DATA TO USE
• • • •

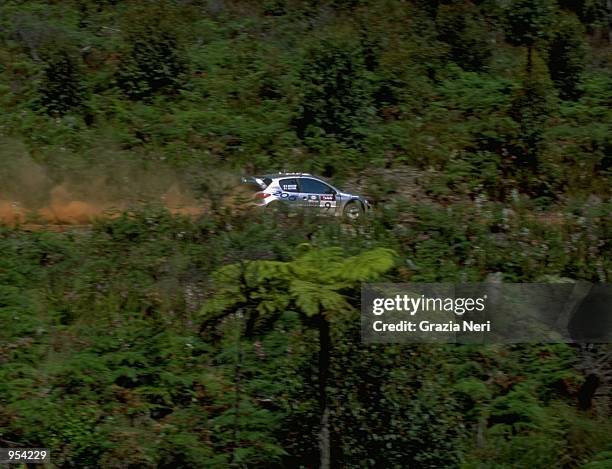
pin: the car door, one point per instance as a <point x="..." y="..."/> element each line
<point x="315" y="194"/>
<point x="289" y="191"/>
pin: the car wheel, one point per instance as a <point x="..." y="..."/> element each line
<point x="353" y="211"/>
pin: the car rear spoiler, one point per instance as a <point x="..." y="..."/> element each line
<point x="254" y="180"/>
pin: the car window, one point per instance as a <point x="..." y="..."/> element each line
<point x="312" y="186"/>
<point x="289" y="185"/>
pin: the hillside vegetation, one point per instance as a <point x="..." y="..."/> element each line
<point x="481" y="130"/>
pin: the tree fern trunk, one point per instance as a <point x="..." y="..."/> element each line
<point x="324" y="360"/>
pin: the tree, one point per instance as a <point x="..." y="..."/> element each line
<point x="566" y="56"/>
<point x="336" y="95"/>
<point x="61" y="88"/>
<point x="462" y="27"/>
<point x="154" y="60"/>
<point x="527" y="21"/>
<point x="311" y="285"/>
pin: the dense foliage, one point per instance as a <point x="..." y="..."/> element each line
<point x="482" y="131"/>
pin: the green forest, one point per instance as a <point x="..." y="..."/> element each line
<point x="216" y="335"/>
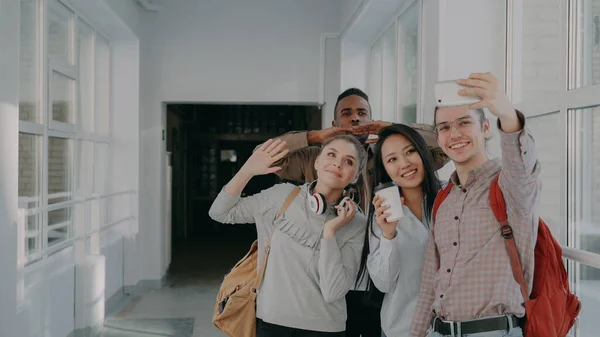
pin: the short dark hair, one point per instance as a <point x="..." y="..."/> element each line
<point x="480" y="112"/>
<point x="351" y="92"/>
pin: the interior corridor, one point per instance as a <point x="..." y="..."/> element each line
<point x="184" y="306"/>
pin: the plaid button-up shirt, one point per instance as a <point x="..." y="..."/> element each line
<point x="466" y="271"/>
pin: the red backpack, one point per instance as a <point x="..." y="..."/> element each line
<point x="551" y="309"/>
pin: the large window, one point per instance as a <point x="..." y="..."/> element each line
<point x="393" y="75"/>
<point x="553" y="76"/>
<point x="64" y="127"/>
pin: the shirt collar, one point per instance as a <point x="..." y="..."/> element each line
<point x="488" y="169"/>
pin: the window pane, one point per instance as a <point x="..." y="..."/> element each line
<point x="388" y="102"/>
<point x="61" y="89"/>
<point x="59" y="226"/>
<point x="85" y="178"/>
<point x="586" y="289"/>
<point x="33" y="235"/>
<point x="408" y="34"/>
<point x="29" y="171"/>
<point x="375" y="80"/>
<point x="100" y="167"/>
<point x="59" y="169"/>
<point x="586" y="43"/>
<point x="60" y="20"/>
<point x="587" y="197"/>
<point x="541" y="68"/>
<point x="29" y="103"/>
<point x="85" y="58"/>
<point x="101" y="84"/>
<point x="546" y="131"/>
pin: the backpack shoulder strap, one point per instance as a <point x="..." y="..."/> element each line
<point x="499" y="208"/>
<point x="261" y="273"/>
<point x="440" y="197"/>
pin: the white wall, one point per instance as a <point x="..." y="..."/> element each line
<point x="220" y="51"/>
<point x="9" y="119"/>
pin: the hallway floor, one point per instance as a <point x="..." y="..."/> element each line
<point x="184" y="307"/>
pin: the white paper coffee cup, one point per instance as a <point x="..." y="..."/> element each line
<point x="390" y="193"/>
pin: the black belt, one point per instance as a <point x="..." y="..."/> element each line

• • • •

THE EXERCISE
The entries above are to be returned exactly, without their pictures.

RESPONSE
pin: the car door, one point per instance as a <point x="..." y="..."/> element each line
<point x="315" y="194"/>
<point x="289" y="191"/>
pin: the car wheel, one point per instance as a <point x="..." y="..."/> element each line
<point x="353" y="211"/>
pin: the car rear spoiler, one point per instance as a <point x="..." y="..."/> element each line
<point x="254" y="180"/>
pin: the car window, one point per instance as a <point x="..." y="..."/> element each line
<point x="312" y="186"/>
<point x="289" y="185"/>
pin: the hillside vegetation, one point per instance as a <point x="..." y="..."/> element each line
<point x="481" y="130"/>
pin: the tree fern trunk, one point per instance as a <point x="..." y="..."/> element each line
<point x="324" y="360"/>
pin: the tree, one point per instance as a <point x="..." y="..."/> element each line
<point x="566" y="56"/>
<point x="336" y="95"/>
<point x="61" y="88"/>
<point x="462" y="27"/>
<point x="154" y="60"/>
<point x="527" y="21"/>
<point x="311" y="285"/>
pin: the dense foliage, one point per instance as a <point x="..." y="..."/> element each line
<point x="482" y="131"/>
pin: the green forest, one point per instance as a <point x="..." y="..."/> element each line
<point x="216" y="335"/>
pin: the short dark hair, one point per instance as a <point x="..." y="..."/> element each line
<point x="480" y="112"/>
<point x="351" y="92"/>
pin: the interior corridor, one point per instance as a <point x="..." y="..."/> element each line
<point x="184" y="306"/>
pin: the plaid button-up shirt, one point per instance as a <point x="..." y="..."/> element each line
<point x="466" y="271"/>
pin: the red backpack, one point per instance as a <point x="..." y="..."/> element each line
<point x="551" y="309"/>
pin: the large window, one point per instance as a <point x="..." y="..."/> element each line
<point x="393" y="75"/>
<point x="553" y="76"/>
<point x="64" y="127"/>
pin: the shirt collar, one point per instance as a <point x="..." y="..."/> element each line
<point x="488" y="169"/>
pin: the window pane, one point per instance as a <point x="..." y="..."/> element each line
<point x="388" y="102"/>
<point x="61" y="89"/>
<point x="59" y="226"/>
<point x="85" y="178"/>
<point x="586" y="289"/>
<point x="33" y="235"/>
<point x="408" y="34"/>
<point x="29" y="171"/>
<point x="375" y="80"/>
<point x="100" y="167"/>
<point x="59" y="169"/>
<point x="586" y="43"/>
<point x="60" y="20"/>
<point x="587" y="197"/>
<point x="541" y="68"/>
<point x="29" y="103"/>
<point x="85" y="58"/>
<point x="101" y="84"/>
<point x="546" y="131"/>
pin: the backpack shoulder strap, one point per instance as a <point x="..." y="..."/> element each line
<point x="499" y="208"/>
<point x="261" y="273"/>
<point x="440" y="197"/>
pin: the white wall, one point per instance as a <point x="..." y="..."/> element each line
<point x="220" y="51"/>
<point x="9" y="119"/>
pin: the hallway floor, one point per instance as a <point x="..." y="..."/> element each line
<point x="184" y="307"/>
pin: the white paper coffee cup, one point per instance as a <point x="..." y="..."/> element each line
<point x="390" y="193"/>
pin: the black belt, one point per instance as a <point x="..." y="..."/> element each line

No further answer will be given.